(Stored data)
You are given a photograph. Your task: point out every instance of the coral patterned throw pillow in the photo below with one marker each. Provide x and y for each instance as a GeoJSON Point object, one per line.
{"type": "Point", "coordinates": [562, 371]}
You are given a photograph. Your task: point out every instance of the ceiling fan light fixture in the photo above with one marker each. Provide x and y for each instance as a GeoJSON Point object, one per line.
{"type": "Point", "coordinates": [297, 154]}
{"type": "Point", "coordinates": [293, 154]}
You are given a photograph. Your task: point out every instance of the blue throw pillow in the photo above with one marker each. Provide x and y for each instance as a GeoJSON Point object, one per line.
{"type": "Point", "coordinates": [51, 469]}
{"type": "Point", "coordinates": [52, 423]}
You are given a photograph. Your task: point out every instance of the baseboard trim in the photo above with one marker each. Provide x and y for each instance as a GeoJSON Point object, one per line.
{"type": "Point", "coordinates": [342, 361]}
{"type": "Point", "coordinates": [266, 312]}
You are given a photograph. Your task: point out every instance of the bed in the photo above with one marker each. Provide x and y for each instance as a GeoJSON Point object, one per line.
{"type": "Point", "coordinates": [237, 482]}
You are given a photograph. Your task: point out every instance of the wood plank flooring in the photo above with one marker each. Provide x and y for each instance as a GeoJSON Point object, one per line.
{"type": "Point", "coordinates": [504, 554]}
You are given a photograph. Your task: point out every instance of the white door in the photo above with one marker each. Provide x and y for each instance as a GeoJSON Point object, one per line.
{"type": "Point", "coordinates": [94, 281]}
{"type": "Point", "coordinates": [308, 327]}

- **GIVEN INSTRUCTION**:
Copy out the whole listing exactly as written.

- **TASK ANSWER**:
You are given a photograph. Your task: point out every instance of the coral patterned throw pillow in the photo below with one marker each. Provide x and y for each instance as a GeoJSON Point object, one per line.
{"type": "Point", "coordinates": [562, 371]}
You are given a photograph. Your task: point out every instance of the ceiling fan light fixture in the photo above with one marker each. Provide x and y for each instance as a GeoJSON Point object, one per line.
{"type": "Point", "coordinates": [297, 154]}
{"type": "Point", "coordinates": [293, 154]}
You are given a photograph. Your task: point out every instance of the blue throw pillow in the photo above with one marker each. Provide x and y for each instance as a GeoJSON Point object, one per line.
{"type": "Point", "coordinates": [51, 469]}
{"type": "Point", "coordinates": [52, 423]}
You are given a photograph. Your task: point out every instance of the baseboard trim in the photo above with one marker each. Provide x and y for each instance as a GeoJSON Point object, one per line.
{"type": "Point", "coordinates": [342, 361]}
{"type": "Point", "coordinates": [266, 312]}
You are given a photograph. Your task: point out every instance of the bed in the photo above with one marker each. Provide x and y for each instance as a GeoJSON Point object, one per line.
{"type": "Point", "coordinates": [237, 482]}
You are given a photograph. Your task: point out every instance of the wood plank flooring in the photo above with one marker each. Provide x and y for each instance as a GeoJSON Point object, one per line.
{"type": "Point", "coordinates": [504, 554]}
You are given a photograph. Your task: point out every instance of the white door in the photo above with one marker each. Provide x and y for each instance as a GeoJSON Point object, one per line.
{"type": "Point", "coordinates": [94, 281]}
{"type": "Point", "coordinates": [308, 327]}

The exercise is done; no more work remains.